• TASK INSTRUCTIONS:
A - In the forum post below about McAfee SiteAdvisor, how did the poster find out about SiteAdvisor's rating of their website?
B - Which things does the forum post below about McAfee SiteAdvisor say the poster's website currently has or lacks? List them all.
C - Reproduce the stretch of the forum post below about McAfee SiteAdvisor from "I have found" through "without my permission.".

• SOURCE DOCUMENT:

►

30

I have found out that McAfee SiteAdvisor has reported my website as "may be having security issues".

I care little about whatever McAfee thinks of my website (I can secure it myself and if not, McAfee definitely is not the company I'd be asking for help, thank you very much). What bothers me, though, is that they have, apparently, crawled my website without my permission.

To clarify: There's almost no content on my website yet, just some placeholder and some files for my personal usage. There are no ToS.

My questions is: Does McAffee have the right to download content from / crawl my website? Can I forbid them to do so? I have a feeling there should be some kind of "My castle, my rules" principle, however I basically know nothing about all the legal stuff.

Update: I probably should have mentioned my server provider sends me emails about SiteAdvisor's findings on a regular basis - that's how I found out about their 'rating' and that's why I'm annoyed.

◄

• RECORDED INFORMATION:
►

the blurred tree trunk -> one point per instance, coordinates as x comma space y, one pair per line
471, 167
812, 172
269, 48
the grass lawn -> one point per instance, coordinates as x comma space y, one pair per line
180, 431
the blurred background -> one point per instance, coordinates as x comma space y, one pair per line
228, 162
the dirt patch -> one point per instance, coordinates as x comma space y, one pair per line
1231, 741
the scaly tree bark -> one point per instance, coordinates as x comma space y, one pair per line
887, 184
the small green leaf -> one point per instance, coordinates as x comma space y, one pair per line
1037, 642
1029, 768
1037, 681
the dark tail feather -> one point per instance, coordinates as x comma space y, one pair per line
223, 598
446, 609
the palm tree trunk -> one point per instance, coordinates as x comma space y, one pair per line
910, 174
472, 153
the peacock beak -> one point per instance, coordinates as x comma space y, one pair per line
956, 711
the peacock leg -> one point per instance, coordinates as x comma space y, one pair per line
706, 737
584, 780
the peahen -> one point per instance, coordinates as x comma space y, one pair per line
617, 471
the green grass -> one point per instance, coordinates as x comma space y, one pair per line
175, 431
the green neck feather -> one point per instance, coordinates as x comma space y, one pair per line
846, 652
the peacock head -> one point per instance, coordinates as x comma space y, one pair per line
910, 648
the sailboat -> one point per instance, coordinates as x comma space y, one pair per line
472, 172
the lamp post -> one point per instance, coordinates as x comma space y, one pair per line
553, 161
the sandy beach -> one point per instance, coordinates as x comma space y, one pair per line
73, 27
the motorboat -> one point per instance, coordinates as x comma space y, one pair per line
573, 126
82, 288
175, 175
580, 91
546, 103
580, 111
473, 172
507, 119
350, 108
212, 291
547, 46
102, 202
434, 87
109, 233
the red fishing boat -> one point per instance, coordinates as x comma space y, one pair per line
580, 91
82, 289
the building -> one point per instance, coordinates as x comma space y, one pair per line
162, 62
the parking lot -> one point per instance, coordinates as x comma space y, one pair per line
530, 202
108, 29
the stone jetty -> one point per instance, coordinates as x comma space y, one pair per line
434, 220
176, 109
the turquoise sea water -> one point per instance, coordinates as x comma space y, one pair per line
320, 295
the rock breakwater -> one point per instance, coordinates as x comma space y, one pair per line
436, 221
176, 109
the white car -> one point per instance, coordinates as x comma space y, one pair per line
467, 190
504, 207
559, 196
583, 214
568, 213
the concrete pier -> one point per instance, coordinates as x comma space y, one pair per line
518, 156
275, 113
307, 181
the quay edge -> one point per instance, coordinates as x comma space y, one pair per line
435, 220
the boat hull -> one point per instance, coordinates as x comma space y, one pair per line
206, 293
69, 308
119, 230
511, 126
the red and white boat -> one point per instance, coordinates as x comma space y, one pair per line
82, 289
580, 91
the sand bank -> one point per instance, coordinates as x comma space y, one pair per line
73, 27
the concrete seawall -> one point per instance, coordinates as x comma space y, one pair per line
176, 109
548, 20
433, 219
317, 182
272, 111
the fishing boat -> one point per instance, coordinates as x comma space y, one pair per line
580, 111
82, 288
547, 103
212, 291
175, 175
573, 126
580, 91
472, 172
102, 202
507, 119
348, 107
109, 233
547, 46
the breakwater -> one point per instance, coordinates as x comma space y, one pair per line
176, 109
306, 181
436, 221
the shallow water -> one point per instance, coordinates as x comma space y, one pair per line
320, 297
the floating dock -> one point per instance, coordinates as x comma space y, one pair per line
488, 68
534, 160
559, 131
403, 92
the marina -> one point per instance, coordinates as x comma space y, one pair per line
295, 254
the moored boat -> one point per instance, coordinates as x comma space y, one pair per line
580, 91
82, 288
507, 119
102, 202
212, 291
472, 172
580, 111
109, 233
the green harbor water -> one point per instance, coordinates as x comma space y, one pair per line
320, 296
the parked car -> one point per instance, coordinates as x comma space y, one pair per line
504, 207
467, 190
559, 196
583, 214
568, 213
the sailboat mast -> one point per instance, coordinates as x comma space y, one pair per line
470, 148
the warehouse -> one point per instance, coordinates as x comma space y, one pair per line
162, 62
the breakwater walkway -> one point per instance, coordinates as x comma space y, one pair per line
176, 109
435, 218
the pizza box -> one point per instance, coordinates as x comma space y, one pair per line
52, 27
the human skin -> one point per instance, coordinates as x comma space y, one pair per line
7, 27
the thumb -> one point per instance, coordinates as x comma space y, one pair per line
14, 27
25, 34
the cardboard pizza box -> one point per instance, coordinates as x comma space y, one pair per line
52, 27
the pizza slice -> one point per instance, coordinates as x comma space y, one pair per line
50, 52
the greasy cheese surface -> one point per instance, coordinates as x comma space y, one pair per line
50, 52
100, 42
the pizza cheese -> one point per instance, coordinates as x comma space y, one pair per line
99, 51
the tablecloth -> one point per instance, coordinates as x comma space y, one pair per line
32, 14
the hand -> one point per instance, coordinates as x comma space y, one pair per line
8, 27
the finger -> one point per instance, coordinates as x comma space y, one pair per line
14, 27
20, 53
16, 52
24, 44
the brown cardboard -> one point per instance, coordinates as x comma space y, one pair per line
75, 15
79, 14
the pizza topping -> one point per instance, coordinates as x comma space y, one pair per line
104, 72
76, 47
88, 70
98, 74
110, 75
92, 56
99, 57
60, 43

◄

• ANSWERS FOR THE EXERCISE:
A - Their server provider regularly sends them emails about SiteAdvisor's findings.

B -
- Almost no content yet
- Some placeholder
- Some files for the poster's personal usage
- No ToS

C -
I have found out that McAfee SiteAdvisor has reported my website as "may be having security issues".

I care little about whatever McAfee thinks of my website (I can secure it myself and if not, McAfee definitely is not the company I'd be asking for help, thank you very much). What bothers me, though, is that they have, apparently, crawled my website without my permission.